### Task input

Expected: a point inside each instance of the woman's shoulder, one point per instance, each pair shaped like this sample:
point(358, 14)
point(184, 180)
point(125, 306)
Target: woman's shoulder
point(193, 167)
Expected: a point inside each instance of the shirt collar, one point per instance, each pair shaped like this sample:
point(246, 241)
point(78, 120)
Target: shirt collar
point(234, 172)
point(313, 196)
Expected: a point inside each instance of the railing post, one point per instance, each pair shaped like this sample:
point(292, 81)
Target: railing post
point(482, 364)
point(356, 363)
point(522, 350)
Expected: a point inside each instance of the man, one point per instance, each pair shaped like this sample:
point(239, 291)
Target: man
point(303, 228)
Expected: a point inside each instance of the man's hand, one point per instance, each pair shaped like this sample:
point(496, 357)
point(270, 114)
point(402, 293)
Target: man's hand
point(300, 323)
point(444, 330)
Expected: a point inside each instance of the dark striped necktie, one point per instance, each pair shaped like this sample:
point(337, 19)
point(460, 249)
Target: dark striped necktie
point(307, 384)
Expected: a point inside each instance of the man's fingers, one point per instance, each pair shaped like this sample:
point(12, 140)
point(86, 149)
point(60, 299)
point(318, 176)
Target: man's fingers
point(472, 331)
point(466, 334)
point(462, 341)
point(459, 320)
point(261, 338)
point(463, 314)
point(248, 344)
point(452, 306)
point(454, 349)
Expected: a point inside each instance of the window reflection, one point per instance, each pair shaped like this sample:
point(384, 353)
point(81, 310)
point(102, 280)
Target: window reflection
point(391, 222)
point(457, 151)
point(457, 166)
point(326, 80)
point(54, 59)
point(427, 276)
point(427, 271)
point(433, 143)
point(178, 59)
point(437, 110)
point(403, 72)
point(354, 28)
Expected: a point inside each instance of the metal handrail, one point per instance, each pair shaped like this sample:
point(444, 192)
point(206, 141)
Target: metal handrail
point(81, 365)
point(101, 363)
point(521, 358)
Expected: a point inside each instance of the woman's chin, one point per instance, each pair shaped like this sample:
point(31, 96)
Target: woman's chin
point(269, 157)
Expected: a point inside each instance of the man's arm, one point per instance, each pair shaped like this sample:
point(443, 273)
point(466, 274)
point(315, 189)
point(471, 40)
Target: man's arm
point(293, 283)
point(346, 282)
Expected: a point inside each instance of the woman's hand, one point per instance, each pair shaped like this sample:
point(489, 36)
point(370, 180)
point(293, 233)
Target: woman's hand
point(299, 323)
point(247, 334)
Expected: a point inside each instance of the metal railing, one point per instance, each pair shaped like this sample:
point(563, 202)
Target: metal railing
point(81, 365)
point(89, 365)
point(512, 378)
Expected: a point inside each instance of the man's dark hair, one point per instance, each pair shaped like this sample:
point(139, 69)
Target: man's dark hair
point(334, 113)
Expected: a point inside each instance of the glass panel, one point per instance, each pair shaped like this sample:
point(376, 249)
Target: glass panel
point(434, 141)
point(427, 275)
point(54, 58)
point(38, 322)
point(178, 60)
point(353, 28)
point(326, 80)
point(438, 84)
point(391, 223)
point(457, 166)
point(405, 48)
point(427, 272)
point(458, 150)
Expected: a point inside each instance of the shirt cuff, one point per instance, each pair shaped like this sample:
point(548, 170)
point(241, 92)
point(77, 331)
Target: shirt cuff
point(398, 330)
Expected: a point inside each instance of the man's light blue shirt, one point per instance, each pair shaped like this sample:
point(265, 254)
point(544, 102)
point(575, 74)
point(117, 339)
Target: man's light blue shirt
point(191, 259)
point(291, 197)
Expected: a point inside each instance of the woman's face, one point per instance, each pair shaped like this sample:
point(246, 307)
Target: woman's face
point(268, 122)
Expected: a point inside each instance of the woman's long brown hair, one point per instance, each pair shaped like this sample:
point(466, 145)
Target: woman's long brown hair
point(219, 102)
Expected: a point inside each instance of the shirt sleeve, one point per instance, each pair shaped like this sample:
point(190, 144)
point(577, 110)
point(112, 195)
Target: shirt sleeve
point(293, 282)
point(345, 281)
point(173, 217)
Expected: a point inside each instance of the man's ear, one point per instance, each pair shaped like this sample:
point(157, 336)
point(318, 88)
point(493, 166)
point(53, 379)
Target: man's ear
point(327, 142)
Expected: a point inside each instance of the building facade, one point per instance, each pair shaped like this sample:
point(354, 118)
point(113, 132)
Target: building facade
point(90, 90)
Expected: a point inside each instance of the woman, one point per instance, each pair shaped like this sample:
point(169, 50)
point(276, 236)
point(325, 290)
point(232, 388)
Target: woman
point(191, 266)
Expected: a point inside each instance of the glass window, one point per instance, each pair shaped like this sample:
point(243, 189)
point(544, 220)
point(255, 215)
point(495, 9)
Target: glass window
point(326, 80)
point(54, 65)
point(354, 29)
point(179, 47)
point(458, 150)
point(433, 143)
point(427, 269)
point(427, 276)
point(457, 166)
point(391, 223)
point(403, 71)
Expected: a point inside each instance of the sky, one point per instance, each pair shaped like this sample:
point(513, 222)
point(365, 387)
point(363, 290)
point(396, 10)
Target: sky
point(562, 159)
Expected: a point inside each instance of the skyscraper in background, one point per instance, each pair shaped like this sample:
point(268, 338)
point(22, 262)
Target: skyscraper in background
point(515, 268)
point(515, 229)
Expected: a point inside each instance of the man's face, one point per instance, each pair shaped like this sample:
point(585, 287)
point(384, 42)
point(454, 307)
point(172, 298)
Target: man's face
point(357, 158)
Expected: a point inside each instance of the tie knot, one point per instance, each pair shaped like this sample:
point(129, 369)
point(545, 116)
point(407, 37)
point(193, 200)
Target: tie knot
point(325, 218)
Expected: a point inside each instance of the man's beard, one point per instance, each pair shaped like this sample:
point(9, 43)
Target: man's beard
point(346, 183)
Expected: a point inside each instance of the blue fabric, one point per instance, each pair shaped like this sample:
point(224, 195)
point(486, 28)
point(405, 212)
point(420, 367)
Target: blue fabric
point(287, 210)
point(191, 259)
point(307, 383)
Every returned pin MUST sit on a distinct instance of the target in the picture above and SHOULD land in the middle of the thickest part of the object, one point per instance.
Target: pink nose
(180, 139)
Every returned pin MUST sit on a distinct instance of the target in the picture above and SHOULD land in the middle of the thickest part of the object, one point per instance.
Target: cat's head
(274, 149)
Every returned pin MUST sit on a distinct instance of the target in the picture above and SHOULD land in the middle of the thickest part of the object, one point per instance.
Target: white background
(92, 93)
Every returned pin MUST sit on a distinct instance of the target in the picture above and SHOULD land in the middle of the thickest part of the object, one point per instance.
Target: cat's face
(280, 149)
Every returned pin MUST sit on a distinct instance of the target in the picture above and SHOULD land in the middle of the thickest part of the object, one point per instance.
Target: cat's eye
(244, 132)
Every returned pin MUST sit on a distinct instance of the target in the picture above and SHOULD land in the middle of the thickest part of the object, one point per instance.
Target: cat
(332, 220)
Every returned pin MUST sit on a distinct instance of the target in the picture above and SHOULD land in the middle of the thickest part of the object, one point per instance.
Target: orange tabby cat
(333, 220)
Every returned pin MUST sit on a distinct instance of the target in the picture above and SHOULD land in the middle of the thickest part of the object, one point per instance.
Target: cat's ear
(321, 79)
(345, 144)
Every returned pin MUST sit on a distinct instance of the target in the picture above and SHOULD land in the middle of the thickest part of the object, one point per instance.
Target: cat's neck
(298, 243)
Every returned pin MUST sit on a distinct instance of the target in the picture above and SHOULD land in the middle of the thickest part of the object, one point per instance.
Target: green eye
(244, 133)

######

*Exercise*
Locate every line in the records above that contains the string "striped" and copy each such line. Case counts: treat a line as a match only if the capitalization is identical.

*Response to this exercise*
Expected: a point inside each instance of the dark striped necktie, one point per instance, each pair shaped like this sample:
Target: dark striped necktie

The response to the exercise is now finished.